If you show me yours, I’ll show you mine… your scars, I mean. Our scars tell stories about us… the times I crashed my bike, the time I weeded the poison ivy patch in my swim suit, the time I burned myself on the stove, the time I got the chicken pox. Then there is the weird cut I have right now on my shoulder, that Julie keeps warning me will scab if I don’t keep putting something on it. I have no clue where it came from. Besides, I told her, my scars just give me more character and I’ve already got her, who else do I need to impress with my sexy shoulder?

We carry scars on the inside as well. They tell deeper stories about us… the time the kids on the bus called me four-eyes, grabbed my glasses and threw them around the bus, my dad’s critical eye of that always found something I could have done better, my mom dying before I could really show her my love and connect with her, the friends who turned their backs on me for reasons I have yet to figure out. And there is more, of course. As there surely is with each of us.

Actually, scars aren’t as bad as interior wounds that have scabbed over but haven’t healed. Those scabs are liable to get scratched off or torn off without warning if we don’t tend to them. Our spiritual journey to authenticity and wholeness requires that we try to maintain an awareness of what is going on in our hearts, souls and minds. It requires that we claim them and own wounds before we can heal from them. Without healing we’re liable to simply act out in ways that are unhealthy and hurtful to ourselves or others. Still, we sometimes think it is easier to bury those things… deep… and bury the shovel. But is it?

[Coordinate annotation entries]
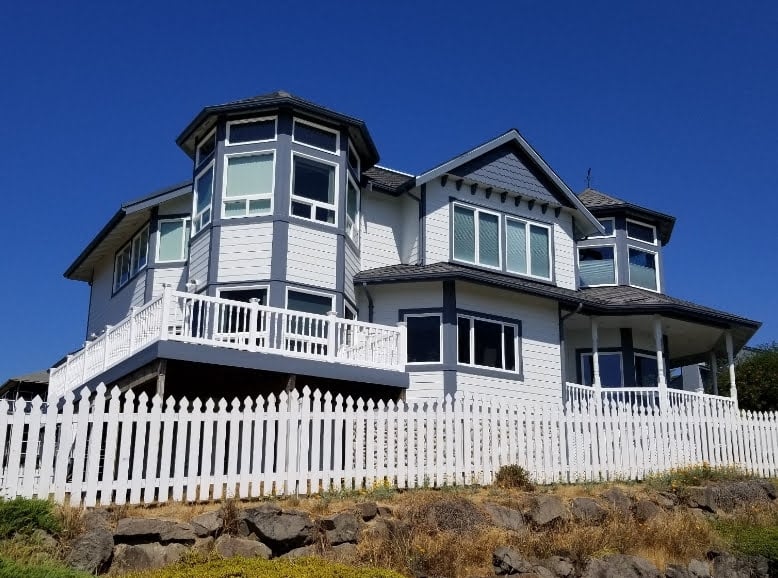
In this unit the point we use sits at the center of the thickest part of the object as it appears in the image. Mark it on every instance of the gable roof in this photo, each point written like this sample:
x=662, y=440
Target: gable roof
x=603, y=205
x=128, y=218
x=206, y=118
x=587, y=223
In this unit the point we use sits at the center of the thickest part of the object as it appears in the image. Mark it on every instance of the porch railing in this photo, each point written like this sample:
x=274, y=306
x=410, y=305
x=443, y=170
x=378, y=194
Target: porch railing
x=217, y=322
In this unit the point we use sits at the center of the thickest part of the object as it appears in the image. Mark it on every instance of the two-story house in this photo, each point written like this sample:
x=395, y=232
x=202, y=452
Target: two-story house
x=291, y=258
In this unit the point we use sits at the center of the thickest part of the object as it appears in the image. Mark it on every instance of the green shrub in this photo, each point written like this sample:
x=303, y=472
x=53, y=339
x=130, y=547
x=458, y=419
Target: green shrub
x=279, y=568
x=25, y=515
x=9, y=569
x=513, y=476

## GIVEN PROBLEM
Transcribe the passage of the essay on scars starting with "If you show" and going on through "my sexy shoulder?".

## WORKED ANSWER
If you show me yours, I’ll show you mine… your scars, I mean. Our scars tell stories about us… the times I crashed my bike, the time I weeded the poison ivy patch in my swim suit, the time I burned myself on the stove, the time I got the chicken pox. Then there is the weird cut I have right now on my shoulder, that Julie keeps warning me will scab if I don’t keep putting something on it. I have no clue where it came from. Besides, I told her, my scars just give me more character and I’ve already got her, who else do I need to impress with my sexy shoulder?